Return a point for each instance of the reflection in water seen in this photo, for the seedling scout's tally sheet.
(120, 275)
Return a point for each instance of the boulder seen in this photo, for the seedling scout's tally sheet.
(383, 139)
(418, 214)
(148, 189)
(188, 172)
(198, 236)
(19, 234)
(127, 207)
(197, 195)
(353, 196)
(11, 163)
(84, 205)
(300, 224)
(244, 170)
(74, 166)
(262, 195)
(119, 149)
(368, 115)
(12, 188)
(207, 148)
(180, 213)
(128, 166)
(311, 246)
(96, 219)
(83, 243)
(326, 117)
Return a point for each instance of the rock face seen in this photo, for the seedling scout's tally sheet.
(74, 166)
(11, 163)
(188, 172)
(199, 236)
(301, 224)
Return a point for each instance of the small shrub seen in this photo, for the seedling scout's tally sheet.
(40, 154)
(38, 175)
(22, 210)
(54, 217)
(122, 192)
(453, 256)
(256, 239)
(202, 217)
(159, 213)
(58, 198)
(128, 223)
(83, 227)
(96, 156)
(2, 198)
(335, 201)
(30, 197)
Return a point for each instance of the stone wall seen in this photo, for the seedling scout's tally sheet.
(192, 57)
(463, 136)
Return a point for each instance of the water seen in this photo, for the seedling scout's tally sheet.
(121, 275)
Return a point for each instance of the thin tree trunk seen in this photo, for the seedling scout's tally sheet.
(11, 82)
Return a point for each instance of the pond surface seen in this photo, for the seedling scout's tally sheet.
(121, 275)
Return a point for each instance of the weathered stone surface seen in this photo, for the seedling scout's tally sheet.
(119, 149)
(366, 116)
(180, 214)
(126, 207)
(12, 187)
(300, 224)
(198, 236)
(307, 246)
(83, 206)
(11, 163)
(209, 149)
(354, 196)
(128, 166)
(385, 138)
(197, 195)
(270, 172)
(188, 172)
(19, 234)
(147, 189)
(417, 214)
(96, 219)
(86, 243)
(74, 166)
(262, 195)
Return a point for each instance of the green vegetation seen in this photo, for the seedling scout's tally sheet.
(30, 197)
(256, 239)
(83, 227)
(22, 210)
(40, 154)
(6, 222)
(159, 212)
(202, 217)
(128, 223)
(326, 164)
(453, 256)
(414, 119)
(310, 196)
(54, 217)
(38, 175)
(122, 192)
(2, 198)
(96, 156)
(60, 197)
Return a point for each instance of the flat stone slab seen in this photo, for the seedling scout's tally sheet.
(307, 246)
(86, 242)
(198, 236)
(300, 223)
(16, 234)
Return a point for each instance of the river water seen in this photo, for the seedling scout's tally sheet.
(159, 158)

=-=-=

What is asked >> Please write out all of the entries above again, changing "tally sheet" to "count log" wherever it occurs and leaving everything else untouched.

Full response >>
Return a point for each instance of the reflection in water seen in this photo, for the seedling scout's count log.
(120, 275)
Return a point for each instance of the boulder seen in this photo, for the seedling scout's count log.
(383, 139)
(418, 214)
(148, 189)
(188, 172)
(198, 236)
(19, 234)
(127, 207)
(197, 195)
(353, 196)
(11, 163)
(84, 205)
(300, 224)
(244, 170)
(74, 166)
(262, 195)
(119, 149)
(368, 115)
(12, 188)
(207, 148)
(180, 213)
(128, 166)
(311, 246)
(96, 219)
(83, 243)
(326, 117)
Return a point for each instance of the rock face seen in this photo, for the seedling scout's count log.
(74, 166)
(11, 163)
(188, 172)
(199, 236)
(301, 224)
Return a point for each instance of the small shrub seen in this photo, for the seedling scout's count log.
(40, 154)
(38, 175)
(22, 210)
(54, 217)
(122, 192)
(453, 256)
(256, 239)
(202, 217)
(159, 213)
(58, 198)
(128, 223)
(83, 227)
(96, 156)
(2, 198)
(335, 201)
(30, 197)
Return a point for each instance of the stone wall seen in this photo, for the seedling scout's count log.
(192, 57)
(463, 136)
Return a point for each instance of the water seen in this photo, for the seedling scout's count log.
(121, 275)
Return a point for each instance of the thin tree trunk seen in this photo, for the seedling scout's count log.
(11, 82)
Return a point for each instance of the pond surface seen in this photo, for the seedling scout's count log.
(121, 275)
Return a point for each instance of the weathered stone surface seen in this photo, for the seedling scout's count log.
(119, 149)
(366, 116)
(180, 214)
(126, 207)
(12, 187)
(300, 224)
(198, 236)
(307, 246)
(83, 206)
(11, 163)
(209, 149)
(354, 196)
(128, 166)
(385, 138)
(197, 195)
(270, 172)
(188, 172)
(19, 234)
(147, 189)
(417, 214)
(96, 219)
(86, 243)
(74, 166)
(262, 195)
Return a point for each instance of the green vegetation seen in this photo, for the seedling scout's count log.
(30, 197)
(256, 239)
(83, 227)
(22, 210)
(40, 154)
(6, 222)
(159, 212)
(202, 217)
(128, 223)
(326, 164)
(453, 256)
(414, 119)
(310, 196)
(54, 217)
(38, 175)
(122, 192)
(2, 198)
(96, 156)
(60, 197)
Return a point for each instance of the flat stone slab seen in this photo, for the seedling scout's count log.
(307, 246)
(86, 242)
(198, 236)
(300, 223)
(16, 234)
Return a point for each instance of the river water seen in this photo, for the seedling scout's count log.
(159, 158)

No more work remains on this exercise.